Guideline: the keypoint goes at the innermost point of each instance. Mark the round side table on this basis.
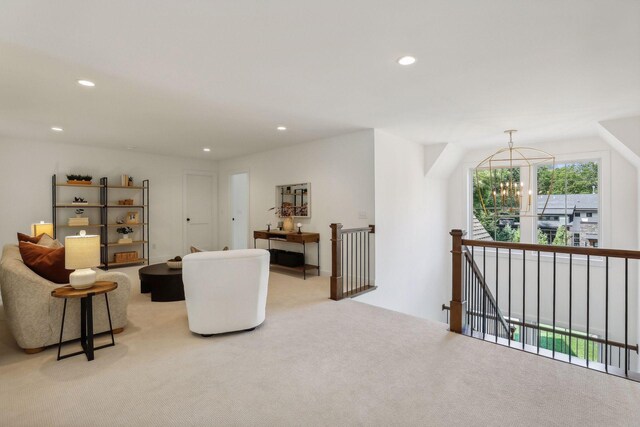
(86, 315)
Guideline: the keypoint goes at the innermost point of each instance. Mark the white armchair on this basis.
(225, 291)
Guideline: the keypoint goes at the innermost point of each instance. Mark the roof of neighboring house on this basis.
(479, 232)
(559, 204)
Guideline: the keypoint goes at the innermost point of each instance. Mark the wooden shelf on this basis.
(138, 261)
(302, 268)
(135, 242)
(126, 188)
(80, 226)
(105, 202)
(61, 184)
(88, 205)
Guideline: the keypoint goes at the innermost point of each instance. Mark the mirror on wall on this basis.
(293, 200)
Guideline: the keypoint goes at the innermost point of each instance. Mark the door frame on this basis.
(230, 204)
(214, 207)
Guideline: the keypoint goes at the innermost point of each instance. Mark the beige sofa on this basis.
(34, 316)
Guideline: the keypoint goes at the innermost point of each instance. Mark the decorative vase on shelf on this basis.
(124, 238)
(288, 224)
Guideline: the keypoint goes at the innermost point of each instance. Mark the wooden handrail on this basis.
(336, 262)
(371, 229)
(458, 306)
(575, 250)
(485, 288)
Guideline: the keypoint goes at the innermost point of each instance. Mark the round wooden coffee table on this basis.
(164, 283)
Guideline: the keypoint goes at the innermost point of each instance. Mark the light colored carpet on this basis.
(313, 362)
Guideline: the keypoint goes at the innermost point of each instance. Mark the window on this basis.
(493, 216)
(573, 186)
(564, 212)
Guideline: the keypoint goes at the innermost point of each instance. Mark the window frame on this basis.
(570, 159)
(603, 158)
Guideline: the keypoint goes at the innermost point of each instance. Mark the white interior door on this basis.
(199, 203)
(239, 210)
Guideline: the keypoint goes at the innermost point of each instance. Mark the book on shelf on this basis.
(78, 221)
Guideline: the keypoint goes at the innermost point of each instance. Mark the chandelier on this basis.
(505, 180)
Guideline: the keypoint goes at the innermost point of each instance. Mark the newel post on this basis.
(458, 305)
(336, 262)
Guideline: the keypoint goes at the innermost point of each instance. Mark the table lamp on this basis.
(82, 253)
(42, 227)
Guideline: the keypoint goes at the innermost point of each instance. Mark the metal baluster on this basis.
(553, 343)
(538, 313)
(626, 317)
(588, 289)
(524, 293)
(570, 301)
(509, 266)
(497, 299)
(484, 293)
(473, 292)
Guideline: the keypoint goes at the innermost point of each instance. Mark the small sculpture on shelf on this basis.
(124, 235)
(79, 201)
(75, 179)
(286, 213)
(79, 220)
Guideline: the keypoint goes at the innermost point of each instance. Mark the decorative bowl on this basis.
(174, 264)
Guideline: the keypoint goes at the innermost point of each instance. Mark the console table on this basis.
(291, 237)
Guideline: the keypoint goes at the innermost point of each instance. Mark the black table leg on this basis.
(106, 299)
(86, 328)
(89, 334)
(64, 313)
(83, 324)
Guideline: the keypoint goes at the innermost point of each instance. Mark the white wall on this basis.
(619, 229)
(340, 171)
(25, 185)
(411, 231)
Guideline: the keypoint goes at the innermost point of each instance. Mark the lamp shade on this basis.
(42, 227)
(82, 251)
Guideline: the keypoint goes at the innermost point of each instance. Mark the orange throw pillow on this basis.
(27, 238)
(45, 262)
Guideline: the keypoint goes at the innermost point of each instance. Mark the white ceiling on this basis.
(175, 76)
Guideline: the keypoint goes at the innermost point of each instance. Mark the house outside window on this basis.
(571, 197)
(566, 208)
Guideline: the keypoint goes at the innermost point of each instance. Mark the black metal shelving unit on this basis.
(105, 225)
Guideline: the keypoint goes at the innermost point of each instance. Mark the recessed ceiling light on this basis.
(406, 60)
(86, 83)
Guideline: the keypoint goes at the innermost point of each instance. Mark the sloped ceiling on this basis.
(175, 76)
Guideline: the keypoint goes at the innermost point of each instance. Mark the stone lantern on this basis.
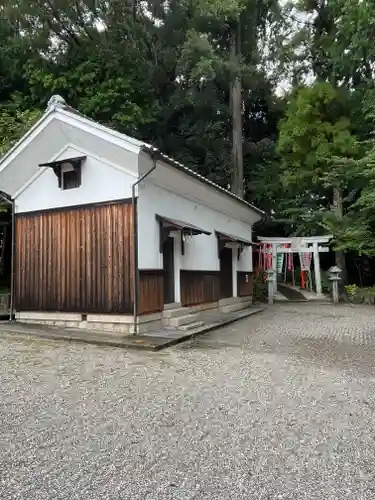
(270, 280)
(334, 276)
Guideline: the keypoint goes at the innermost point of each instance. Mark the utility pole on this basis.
(236, 112)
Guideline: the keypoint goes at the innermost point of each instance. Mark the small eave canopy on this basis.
(185, 228)
(230, 238)
(178, 225)
(295, 240)
(75, 162)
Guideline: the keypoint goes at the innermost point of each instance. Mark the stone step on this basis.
(235, 307)
(233, 300)
(173, 313)
(183, 320)
(191, 326)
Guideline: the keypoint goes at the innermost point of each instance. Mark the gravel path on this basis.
(267, 409)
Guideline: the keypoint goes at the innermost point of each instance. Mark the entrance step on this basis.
(291, 293)
(233, 300)
(236, 306)
(175, 312)
(183, 320)
(173, 305)
(191, 326)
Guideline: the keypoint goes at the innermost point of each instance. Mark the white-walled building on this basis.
(79, 257)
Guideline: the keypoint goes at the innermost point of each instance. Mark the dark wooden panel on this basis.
(151, 298)
(226, 274)
(198, 287)
(77, 260)
(244, 288)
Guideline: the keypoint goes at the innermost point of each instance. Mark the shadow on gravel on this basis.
(325, 353)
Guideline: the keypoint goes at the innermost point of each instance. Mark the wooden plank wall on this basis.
(244, 288)
(198, 287)
(151, 297)
(76, 259)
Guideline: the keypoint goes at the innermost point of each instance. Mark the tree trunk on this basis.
(236, 110)
(340, 259)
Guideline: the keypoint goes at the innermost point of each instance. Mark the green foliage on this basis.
(161, 71)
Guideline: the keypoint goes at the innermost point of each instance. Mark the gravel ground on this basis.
(279, 406)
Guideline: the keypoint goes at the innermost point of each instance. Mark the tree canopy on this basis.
(163, 71)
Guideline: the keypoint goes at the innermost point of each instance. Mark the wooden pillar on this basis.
(318, 278)
(177, 257)
(234, 271)
(274, 266)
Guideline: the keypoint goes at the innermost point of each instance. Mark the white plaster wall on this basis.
(245, 262)
(200, 251)
(100, 182)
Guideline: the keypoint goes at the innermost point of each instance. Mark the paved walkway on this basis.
(278, 406)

• _Instructions for the task_
Before you return the listing, strip out its pictures; all else must match exactly.

• _Solved problem_
Guideline: the keypoint goes at the innermost point of each instance. Mark the round side table on this basis.
(86, 315)
Guideline: the keypoint goes at the innermost point of each instance. Mark the white armchair on this basis.
(225, 291)
Guideline: the keypoint goes at the innermost point of each instance. Mark the roof of neighboring house on this basis.
(479, 232)
(559, 204)
Guideline: the keypoint goes at the innermost point of each instance. Mark the wooden shelf on this basis.
(138, 261)
(302, 268)
(135, 242)
(126, 188)
(80, 226)
(105, 202)
(61, 184)
(88, 205)
Guideline: the keypoint goes at the innermost point of each instance. Mark the mirror on wall on this basis.
(293, 200)
Guideline: the keypoint goes at the innermost point of each instance. Mark the door frame on this basis.
(230, 204)
(214, 207)
Guideline: the keypoint goes at the innermost point of each instance. Mark the beige sofa on this basis.
(34, 316)
Guideline: the keypoint goes at the innermost point of each instance. Mark the decorative vase on shelf on this basis.
(124, 238)
(288, 224)
Guideline: the keypoint goes at the innermost point of each instance. Mark the wooden handrail on this basis.
(336, 262)
(371, 229)
(458, 306)
(575, 250)
(485, 288)
Guideline: the keypoint goes at the innermost point of each instance. Mark the round wooden coffee table on this basis.
(164, 283)
Guideline: the keypoint goes at the innermost point of each instance. Mark the light colored carpet on this basis.
(313, 362)
Guideline: the keypoint goes at the innermost point of each instance. Mark the window on this basis.
(493, 216)
(573, 186)
(564, 212)
Guideline: the keypoint goes at the innermost point of each instance. Mark the window frame on this basis.
(570, 159)
(603, 158)
Guideline: the keypoint goes at the innermost point of each instance. Mark the white interior door on this basis.
(199, 203)
(239, 210)
Guideline: the keypoint goes at the innermost point of each instance. Mark the book on shelf on this basis.
(78, 221)
Guideline: the keypoint goes at the innermost point of each instance. Mark the chandelier on this basis.
(505, 180)
Guideline: the keypoint goes at the innermost point of each instance. Mark the newel post on this basis.
(458, 305)
(336, 262)
Guideline: the keypoint goes at the innermost point of each instance. Mark the table lamp on this basis.
(82, 253)
(42, 227)
Guideline: the keypoint goes at the innermost point of each instance. Mark the metal baluster on this basis.
(553, 343)
(538, 313)
(626, 317)
(588, 289)
(524, 293)
(570, 301)
(509, 266)
(497, 299)
(484, 293)
(473, 292)
Guideline: the keypoint goes at the innermost point of each instance. Mark the small sculpture on shelf on this basis.
(124, 235)
(79, 201)
(75, 179)
(286, 213)
(79, 220)
Guideline: the keypoint goes at the innermost point of each instance. Mark the decorative bowl on this basis.
(174, 264)
Guideline: the keypoint goes at the innermost point of each instance. Mark the console table on this basis.
(291, 237)
Guideline: the keypoint goes at the innermost point of each instance. Mark the black table leg on this basis.
(106, 299)
(86, 328)
(89, 334)
(64, 313)
(83, 324)
Guideline: the keypoint goes at the innermost point of each instance. Mark the white wall on this basis.
(619, 229)
(340, 171)
(25, 185)
(411, 231)
Guideline: the keypoint goes at the innermost point of each instance. Mark the lamp shade on this basis.
(42, 227)
(82, 251)
Guideline: the keypoint goes at the innermost point of each instance. Mark the orange throw pillow on this basis.
(27, 238)
(45, 262)
Guideline: the keypoint goes at the innermost point of each instance. Mark the white ceiling on this basis.
(175, 76)
Guideline: the keypoint goes at the innermost point of each instance. Mark the house outside window on this basis.
(571, 197)
(566, 208)
Guideline: the keypoint goes at the innermost point of each instance. Mark the black metal shelving unit on this basis.
(105, 225)
Guideline: the keypoint goes at the innermost point of each instance. Mark the recessed ceiling light on this basis.
(406, 60)
(86, 83)
Guideline: the keypoint goes at the innermost point of each instance. Mark the sloped ceiling on this basis.
(175, 76)
Guideline: the keypoint goes at the innermost point of each instance. Mark the stone lantern on this basis.
(270, 280)
(334, 276)
Guideline: the keypoint goes at the innermost point of each instance. Mark the utility pole on this basis.
(236, 112)
Guideline: the keypoint goes at the innermost point of each instance. Mark the small eave canopy on this basis.
(185, 228)
(230, 238)
(178, 225)
(295, 240)
(75, 162)
Guideline: the keypoint goes at the innermost point of each instance. Mark the stone step on this basis.
(235, 307)
(233, 300)
(173, 313)
(183, 320)
(191, 326)
Guideline: the keypoint goes at the innermost point of each instance. Mark the gravel path on this basis.
(267, 409)
Guideline: the keypoint goes at the innermost point of each instance. Mark the entrance step on this basis.
(291, 293)
(233, 300)
(236, 306)
(175, 312)
(183, 320)
(173, 305)
(191, 326)
Guideline: the keypoint goes at the innermost point of each instance. Mark the white-walled building on this basis.
(79, 257)
Guideline: the keypoint goes at the innermost point of each instance. Mark the dark wooden panel on this basis.
(151, 298)
(226, 274)
(198, 287)
(77, 260)
(244, 288)
Guideline: the keypoint goes at the innermost point of each instance. Mark the shadow on gravel on this basis.
(325, 353)
Guideline: the keypoint goes at the innermost point of each instance. Mark the wooden plank wall on this basis.
(244, 288)
(198, 287)
(151, 297)
(76, 259)
Guideline: the keypoint goes at the innermost point of each instance. Mark the tree trunk on this basis.
(236, 110)
(340, 259)
Guideline: the keypoint goes at the innermost point of each instance. Mark the green foliage on this basis.
(161, 71)
Guideline: the keypoint goes at the innermost point of each instance. Mark the gravel ground on this basis.
(279, 406)
Guideline: the keypoint goes at the innermost point of each instance. Mark the tree canopy on this basis.
(163, 71)
Guideline: the keypoint goes at the innermost point of each instance. Mark the wooden pillar on this basis.
(318, 278)
(177, 257)
(234, 271)
(274, 266)
Guideline: the keypoint goes at the innermost point of each instance. Mark the white plaster wall on this basis.
(245, 262)
(200, 251)
(100, 182)
Guideline: the keypoint goes at the innermost point of each instance. Mark the paved walkway on this basis.
(278, 406)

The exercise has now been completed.